Could you edit these entries so every "SHOULD" becomes "MUST" and nothing else changes?

Location labeling entries:
——
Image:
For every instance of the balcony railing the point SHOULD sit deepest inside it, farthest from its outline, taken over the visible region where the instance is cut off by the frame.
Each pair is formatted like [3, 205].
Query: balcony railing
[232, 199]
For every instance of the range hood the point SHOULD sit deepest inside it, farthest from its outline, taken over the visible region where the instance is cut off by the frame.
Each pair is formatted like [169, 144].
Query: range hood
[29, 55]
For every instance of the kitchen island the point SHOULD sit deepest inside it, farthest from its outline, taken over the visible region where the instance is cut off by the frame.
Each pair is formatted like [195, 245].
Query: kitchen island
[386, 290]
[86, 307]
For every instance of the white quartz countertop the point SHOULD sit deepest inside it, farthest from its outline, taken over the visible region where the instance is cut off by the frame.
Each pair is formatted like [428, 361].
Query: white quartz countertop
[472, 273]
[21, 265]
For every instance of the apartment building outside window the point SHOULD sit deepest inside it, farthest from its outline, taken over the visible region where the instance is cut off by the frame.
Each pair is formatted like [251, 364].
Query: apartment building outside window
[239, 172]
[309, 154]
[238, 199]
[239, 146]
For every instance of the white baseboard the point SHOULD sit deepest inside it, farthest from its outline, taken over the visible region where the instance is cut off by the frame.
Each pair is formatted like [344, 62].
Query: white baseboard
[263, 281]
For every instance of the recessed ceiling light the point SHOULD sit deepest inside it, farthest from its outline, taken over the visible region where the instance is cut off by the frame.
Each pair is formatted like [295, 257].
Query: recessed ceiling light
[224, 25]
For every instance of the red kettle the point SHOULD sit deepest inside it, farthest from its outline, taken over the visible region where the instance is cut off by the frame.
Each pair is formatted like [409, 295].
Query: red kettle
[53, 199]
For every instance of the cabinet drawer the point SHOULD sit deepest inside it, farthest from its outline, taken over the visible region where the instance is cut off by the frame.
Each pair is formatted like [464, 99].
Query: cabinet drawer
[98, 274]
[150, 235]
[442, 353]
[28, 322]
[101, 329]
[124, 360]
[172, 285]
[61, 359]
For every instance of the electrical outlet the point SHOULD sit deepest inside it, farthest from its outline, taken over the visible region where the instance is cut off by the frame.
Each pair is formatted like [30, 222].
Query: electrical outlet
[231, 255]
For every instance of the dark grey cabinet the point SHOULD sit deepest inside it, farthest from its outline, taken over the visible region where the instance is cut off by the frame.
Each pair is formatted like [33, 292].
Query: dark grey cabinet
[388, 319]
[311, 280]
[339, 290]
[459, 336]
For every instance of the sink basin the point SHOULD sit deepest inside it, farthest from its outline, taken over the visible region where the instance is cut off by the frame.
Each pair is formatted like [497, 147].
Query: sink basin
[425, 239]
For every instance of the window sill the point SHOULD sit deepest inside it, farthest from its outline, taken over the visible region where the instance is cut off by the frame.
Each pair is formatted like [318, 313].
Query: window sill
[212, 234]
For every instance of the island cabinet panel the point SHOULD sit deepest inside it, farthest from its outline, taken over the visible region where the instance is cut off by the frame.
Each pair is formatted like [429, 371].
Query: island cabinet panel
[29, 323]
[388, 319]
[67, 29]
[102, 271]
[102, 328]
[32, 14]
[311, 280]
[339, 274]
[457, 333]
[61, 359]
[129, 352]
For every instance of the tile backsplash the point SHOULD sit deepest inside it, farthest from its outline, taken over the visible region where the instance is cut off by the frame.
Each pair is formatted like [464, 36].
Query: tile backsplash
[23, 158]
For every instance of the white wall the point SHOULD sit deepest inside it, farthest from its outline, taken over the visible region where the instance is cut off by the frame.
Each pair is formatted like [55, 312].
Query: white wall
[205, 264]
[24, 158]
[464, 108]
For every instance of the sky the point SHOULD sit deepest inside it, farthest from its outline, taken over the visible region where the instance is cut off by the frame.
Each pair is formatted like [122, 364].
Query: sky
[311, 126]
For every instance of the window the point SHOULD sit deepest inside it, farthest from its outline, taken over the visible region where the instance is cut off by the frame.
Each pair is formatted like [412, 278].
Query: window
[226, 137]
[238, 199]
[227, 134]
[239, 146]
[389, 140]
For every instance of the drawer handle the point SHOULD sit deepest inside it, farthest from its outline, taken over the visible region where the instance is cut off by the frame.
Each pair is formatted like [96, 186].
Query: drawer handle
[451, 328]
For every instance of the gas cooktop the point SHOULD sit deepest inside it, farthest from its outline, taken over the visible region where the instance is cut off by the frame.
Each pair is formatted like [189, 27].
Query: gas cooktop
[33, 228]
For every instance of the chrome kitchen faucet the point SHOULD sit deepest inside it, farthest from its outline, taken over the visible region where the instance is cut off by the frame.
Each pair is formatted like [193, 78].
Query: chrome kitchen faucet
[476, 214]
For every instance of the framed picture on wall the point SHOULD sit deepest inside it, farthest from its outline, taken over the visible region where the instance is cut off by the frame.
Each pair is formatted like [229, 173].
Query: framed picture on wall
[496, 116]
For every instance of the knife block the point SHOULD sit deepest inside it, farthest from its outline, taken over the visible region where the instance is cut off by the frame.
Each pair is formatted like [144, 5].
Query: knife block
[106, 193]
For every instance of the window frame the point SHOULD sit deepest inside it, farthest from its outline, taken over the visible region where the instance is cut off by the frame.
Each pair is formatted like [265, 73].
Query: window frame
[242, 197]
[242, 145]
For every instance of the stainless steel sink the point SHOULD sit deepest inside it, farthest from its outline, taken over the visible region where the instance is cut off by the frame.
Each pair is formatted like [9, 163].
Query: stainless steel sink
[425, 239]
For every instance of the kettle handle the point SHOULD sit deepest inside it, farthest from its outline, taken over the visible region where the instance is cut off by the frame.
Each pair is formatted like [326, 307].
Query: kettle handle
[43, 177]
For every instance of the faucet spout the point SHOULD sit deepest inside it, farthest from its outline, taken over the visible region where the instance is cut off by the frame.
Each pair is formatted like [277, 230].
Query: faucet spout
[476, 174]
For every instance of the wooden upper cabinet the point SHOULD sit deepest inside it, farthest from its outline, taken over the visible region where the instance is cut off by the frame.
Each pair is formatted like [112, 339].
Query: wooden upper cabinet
——
Expected output –
Image:
For every instance of the balcony railing the point MUST sit deepest inside it, farthest from its outline, taken over the visible region where the instance is cut off by the frame.
Each pair is formatted like [3, 205].
Query: balcony railing
[232, 199]
For every instance of the range hood the point MUST sit deepest inside it, farthest from its outline, taken over the visible region where the instance is cut off by the frame.
Each pair is formatted like [169, 144].
Query: range hood
[29, 55]
For every instance of the kitchen island the point MUST sit deepest inside it, farthest from its outline, taken over the visible region where the instance is cut off by the frame.
Each pair is formatted like [195, 245].
Query: kitchen island
[386, 290]
[86, 307]
For every instance of the white quartz countertop the point MUST sit deepest inside it, farthest from its outline, taken over the visible region where the instance is cut off by the frame.
Each pair is formatted like [428, 361].
Query: white quartz countertop
[472, 273]
[21, 265]
For every instance of the apartment building outside window the point MUST sit deepest inside it, farthest from its outline, taken over the visible region where the instance is cut off by the frame.
Each pair is formatted like [251, 364].
Query: apartment building outside window
[239, 172]
[309, 154]
[238, 199]
[239, 146]
For every instance of the white baseboard the point MUST sit deepest inside it, farthest from its outline, taken over the visible region where the instance is cut off by the frame.
Each pair is formatted like [344, 62].
Query: white baseboard
[263, 281]
For every instance of the recessed ceiling light the point MUST sit deepest inside it, farthest from its outline, taken over the visible region where the instance is cut off by the frame.
Each pair is formatted like [295, 257].
Query: recessed ceiling light
[224, 25]
For every instance of the red kettle the point MUST sit deepest inside it, farthest from its outline, taken over the visible region where the instance is cut off by the frame.
Each pair is formatted like [409, 295].
Query: red kettle
[53, 199]
For every instance of the cabinet drawer the point MUST sit deepest inside it, farthest from its outline, taken over the visible region where the instance is cut off by the frame.
Each pair is formatted like [464, 99].
Query: cabinet drawer
[98, 274]
[150, 235]
[442, 353]
[28, 322]
[101, 329]
[124, 360]
[172, 285]
[61, 359]
For every instance of the electrical outlet the point MUST sit deepest inside it, farthest from its outline, taken over the visible region where the instance is cut off by the frame.
Each pair is formatted like [30, 222].
Query: electrical outlet
[231, 255]
For every instance of the dark grey cabinet the point MUST sit deepest inside it, farthest from its outline, taken over the visible region where the instance is cut off by the frame.
Each pair is formatted like [33, 292].
Query: dark grey cabinet
[388, 319]
[311, 280]
[339, 290]
[459, 336]
For every instance of the sink basin the point MUST sit deepest inside it, farthest from its outline, taken over the visible region where the instance is cut off by the frame.
Each pair is formatted like [497, 147].
Query: sink basin
[425, 239]
For every instance of the window sill the point MUST sit deepest inside it, farthest from its outline, taken over the visible region where the instance is cut off by the frame.
Each pair is formatted like [318, 313].
Query: window sill
[212, 234]
For every instance of the island cabinet panel the point MUST sit deepest inside it, farthest from its outline, taken over the visible region where the instance is cut off by the frame.
Each pair is formatted like [429, 371].
Query: island cabinet panel
[29, 323]
[388, 319]
[67, 29]
[102, 271]
[102, 328]
[32, 14]
[311, 280]
[339, 274]
[457, 333]
[61, 359]
[129, 352]
For every instance of the tile backsplash the point MUST sit deepest inside it, farthest from its outline, taken over the visible region where the instance is cut off by the frame.
Each pair is formatted like [464, 36].
Query: tile backsplash
[23, 158]
For every instance of the white wall the point MUST sit deepest inside it, farthest from its outline, taken over the visible region where the instance is cut off by the frame.
Each pair is formatted like [55, 312].
Query: white wall
[205, 264]
[24, 158]
[464, 108]
For every instance of the sky the point MUST sit deepest inside it, farthest from its outline, taken over the visible region where the instance is cut off by the frame.
Each pair is formatted like [122, 364].
Query: sky
[311, 126]
For every instance of the window the point MUST sit deepest inside it, farthest from its outline, taken over the visible region where the instance is cut off by the frame.
Each pair is formatted like [412, 278].
Query: window
[226, 137]
[238, 199]
[227, 134]
[239, 146]
[389, 140]
For every instance of the drawer handle the point MUST sit deepest inside it, farthest from its outline, taken over the visible region where the instance is cut off by the frame.
Each pair is formatted like [96, 186].
Query: drawer handle
[451, 328]
For every instance of the gas cooktop the point MUST sit deepest inside it, farthest from its outline, taken over the visible region where the instance is cut off by the frame.
Each pair is formatted like [189, 27].
Query: gas cooktop
[33, 228]
For every instance of the chrome kitchen faucet the point MUST sit deepest inside it, farthest from its outline, taken over the visible region where the instance is cut off by the frame.
Each pair is formatted like [193, 78].
Query: chrome kitchen faucet
[476, 214]
For every instance of the framed picture on wall the point MUST sit deepest inside it, farthest from its outline, taken over the visible region where the instance is cut off by the frame.
Each pair is formatted like [229, 173].
Query: framed picture on wall
[496, 116]
For every instance of the knife block the point MUST sit deepest inside it, farthest from its outline, taken over the visible region where the instance is cut off by the frame.
Each pair is formatted like [144, 5].
Query: knife block
[106, 193]
For every instance of the window frame the point MUST sit deepest inside it, farthest from its outline, taken over the visible region where the instance is cut off by the frame.
Each pair is formatted like [265, 73].
Query: window frame
[242, 197]
[242, 145]
For every instance of the stainless steel sink the point MUST sit deepest inside it, farthest from its outline, taken over the visible region where the instance is cut off by the frame.
Each pair is formatted like [9, 163].
Query: stainless steel sink
[425, 239]
For every instance of the kettle handle the point MUST sit deepest inside it, farthest from its outline, taken over the visible region where the instance is cut off by the frame.
Each pair is formatted like [326, 307].
Query: kettle handle
[43, 177]
For every instance of the faucet spout the point MUST sit deepest inside it, farthest from its outline, taken over the visible region where the instance is cut off by the frame.
Each pair is formatted like [277, 230].
Query: faucet spout
[476, 174]
For every instance of the wooden upper cabinet the point MUST sit deepest inside it, farthest from its outline, taken over the visible region where the instance is cut off by the frame.
Each pair is formatted like [112, 339].
Query: wooden upper cabinet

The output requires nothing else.